#### Task inputs
------------------------------------------------------------

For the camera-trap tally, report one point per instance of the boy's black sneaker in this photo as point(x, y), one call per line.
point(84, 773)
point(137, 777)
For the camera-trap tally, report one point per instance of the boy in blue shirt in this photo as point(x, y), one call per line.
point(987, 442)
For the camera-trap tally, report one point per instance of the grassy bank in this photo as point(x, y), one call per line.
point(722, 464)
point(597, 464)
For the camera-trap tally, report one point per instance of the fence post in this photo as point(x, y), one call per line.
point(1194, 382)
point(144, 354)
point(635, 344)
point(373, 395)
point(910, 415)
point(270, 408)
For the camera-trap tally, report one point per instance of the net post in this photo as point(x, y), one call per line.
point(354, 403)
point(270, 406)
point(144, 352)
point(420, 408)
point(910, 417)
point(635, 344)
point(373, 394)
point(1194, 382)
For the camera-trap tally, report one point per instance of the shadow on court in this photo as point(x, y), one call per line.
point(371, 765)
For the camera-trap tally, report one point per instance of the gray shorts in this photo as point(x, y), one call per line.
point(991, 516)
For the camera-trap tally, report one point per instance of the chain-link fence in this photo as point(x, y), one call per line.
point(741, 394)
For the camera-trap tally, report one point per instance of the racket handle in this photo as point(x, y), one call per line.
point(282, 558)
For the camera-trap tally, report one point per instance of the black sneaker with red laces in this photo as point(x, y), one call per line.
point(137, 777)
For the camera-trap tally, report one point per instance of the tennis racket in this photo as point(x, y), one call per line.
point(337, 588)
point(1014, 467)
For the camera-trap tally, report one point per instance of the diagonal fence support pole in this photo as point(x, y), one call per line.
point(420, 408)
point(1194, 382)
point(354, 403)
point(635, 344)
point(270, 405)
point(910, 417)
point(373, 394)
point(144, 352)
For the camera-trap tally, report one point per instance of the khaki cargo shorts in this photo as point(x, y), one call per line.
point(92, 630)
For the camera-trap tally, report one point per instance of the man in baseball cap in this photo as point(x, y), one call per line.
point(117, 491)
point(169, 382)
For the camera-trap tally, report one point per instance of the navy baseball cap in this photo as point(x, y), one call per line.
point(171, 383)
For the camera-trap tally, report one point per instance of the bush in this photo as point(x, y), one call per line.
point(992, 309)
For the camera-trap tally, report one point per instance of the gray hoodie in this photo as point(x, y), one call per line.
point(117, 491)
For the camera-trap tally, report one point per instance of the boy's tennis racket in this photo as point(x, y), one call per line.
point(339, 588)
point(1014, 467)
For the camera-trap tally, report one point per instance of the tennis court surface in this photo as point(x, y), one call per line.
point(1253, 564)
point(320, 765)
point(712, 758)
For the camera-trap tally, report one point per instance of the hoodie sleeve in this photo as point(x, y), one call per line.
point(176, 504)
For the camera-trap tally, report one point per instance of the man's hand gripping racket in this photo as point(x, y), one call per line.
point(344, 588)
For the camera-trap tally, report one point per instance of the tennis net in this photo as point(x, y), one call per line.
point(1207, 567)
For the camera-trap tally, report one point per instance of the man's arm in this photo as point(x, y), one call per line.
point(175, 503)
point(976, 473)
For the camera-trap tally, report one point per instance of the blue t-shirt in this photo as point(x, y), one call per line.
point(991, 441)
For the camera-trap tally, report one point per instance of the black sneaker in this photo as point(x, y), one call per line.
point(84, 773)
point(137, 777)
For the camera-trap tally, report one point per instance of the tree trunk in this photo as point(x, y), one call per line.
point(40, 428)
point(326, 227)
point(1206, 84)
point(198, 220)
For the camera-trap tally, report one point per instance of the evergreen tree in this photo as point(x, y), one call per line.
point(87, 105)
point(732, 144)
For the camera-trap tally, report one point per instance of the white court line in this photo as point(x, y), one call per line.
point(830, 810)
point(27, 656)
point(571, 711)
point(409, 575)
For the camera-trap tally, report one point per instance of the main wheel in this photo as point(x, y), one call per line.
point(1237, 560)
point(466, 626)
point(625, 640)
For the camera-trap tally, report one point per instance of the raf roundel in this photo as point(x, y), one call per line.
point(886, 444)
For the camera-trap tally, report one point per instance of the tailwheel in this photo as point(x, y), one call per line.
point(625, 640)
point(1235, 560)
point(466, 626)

------------------------------------------------------------

#### What is expected
Please copy the whole of the material exactly as written.

#### Response below
For the camera-trap tally, report one point per instance of the boy's black sneaker in this photo as point(x, y), one call per line.
point(84, 773)
point(137, 777)
For the camera-trap tally, report one point per instance of the boy in blue shirt in this photo as point(x, y), one call per line.
point(987, 442)
For the camera-trap tally, report one point per instance of the grassy bank in this photo as point(x, y), one call per line.
point(722, 464)
point(597, 464)
For the camera-trap tally, report one point per instance of the fence post in this photo as point(x, y), one call per line.
point(1194, 382)
point(144, 354)
point(635, 344)
point(373, 395)
point(910, 415)
point(270, 408)
For the camera-trap tally, report one point per instance of the net post in this photo as point(x, y), one call per line.
point(354, 403)
point(270, 406)
point(144, 352)
point(420, 408)
point(910, 417)
point(635, 344)
point(373, 394)
point(1194, 382)
For the camera-trap tally, report one point per instance of the shadow on court in this photo as point(x, y), one call per line.
point(371, 765)
For the camera-trap tally, report one point per instance of the gray shorts in this photo as point(x, y), one call per line.
point(991, 516)
For the camera-trap tally, report one point per instance of the chain-link fence in this photo as point(x, y), one call per line.
point(741, 394)
For the camera-trap tally, report one point per instance of the racket handle in this photo as point(x, y), one call per line.
point(282, 558)
For the camera-trap tally, report one point per instance of the black sneaker with red laces in this photo as point(x, y), one call per line.
point(137, 777)
For the camera-trap tally, report one point per instance of the tennis racket in this photo as point(x, y), one call per line.
point(337, 588)
point(1014, 467)
For the camera-trap tally, report one point per instance of the diagonal fence support pole in this photo as point(x, y), one call per line.
point(420, 408)
point(1194, 382)
point(354, 403)
point(635, 344)
point(270, 405)
point(910, 417)
point(373, 394)
point(144, 352)
For the camera-trap tally, report one point per instance of the khaki cargo shorts in this photo as point(x, y), one call per line.
point(92, 630)
For the camera-trap tally, report one point per instance of the man in baseball cap in this photo as point(x, y), one call per line.
point(117, 491)
point(169, 382)
For the camera-trap tally, report one point per instance of the navy baseball cap in this photo as point(x, y), one call per line.
point(171, 383)
For the camera-trap tally, report one point per instance of the bush in this photo as point(x, y), one call per line.
point(992, 309)
For the camera-trap tally, report one point per instance of the gray hoodie in this photo as point(x, y), one call per line.
point(117, 491)
For the camera-trap tally, report one point per instance of the boy's tennis racket in this photo as point(x, y), one call per line.
point(339, 588)
point(1014, 467)
For the camera-trap tally, report one point per instance of the tennis court surface in this photo as point(x, y), one call per line.
point(1253, 564)
point(320, 765)
point(712, 758)
For the camera-trap tally, report one point per instance of the hoodie sleeve in this photo as point(x, y), one call per line.
point(176, 504)
For the camera-trap tally, report one point per instance of the man's hand gripping racket in this photo as point(x, y), one call per line.
point(344, 588)
For the camera-trap tally, report one point per instance of the tennis net in this photo as point(x, y), one call per line.
point(1207, 567)
For the camera-trap tally, report one point per instance of the man's arm in this photo as point(x, y), one call per line.
point(175, 503)
point(976, 473)
For the camera-trap tally, report one point per instance of the blue t-shirt in this photo as point(x, y), one call per line.
point(991, 441)
For the camera-trap tally, report one point per instance of the black sneaker in this photo as point(x, y), one call per line.
point(84, 773)
point(137, 777)
For the camera-trap tally, report one point per instance of the tree trunk in this photo as point(x, y), one call per line.
point(40, 428)
point(326, 227)
point(1206, 84)
point(198, 220)
For the camera-trap tally, report one point per instance of the evergreen tree in this photo as point(x, y), one call per line.
point(87, 105)
point(732, 144)
For the camera-trap tally, report one point per instance of the white court line in this photo as point(x, y), one call per line.
point(830, 810)
point(27, 656)
point(571, 711)
point(409, 575)
For the camera-trap tally, report one point per instance of the main wheel in this photo as point(x, y), one call per line.
point(1237, 560)
point(466, 626)
point(625, 640)
For the camera-trap tally, report one point per instance of the raf roundel in this photo as point(x, y), one call per line.
point(886, 444)
For the camera-trap tally, report one point per instance of the tailwheel in this photo as point(x, y), one call per line.
point(625, 640)
point(1235, 560)
point(466, 626)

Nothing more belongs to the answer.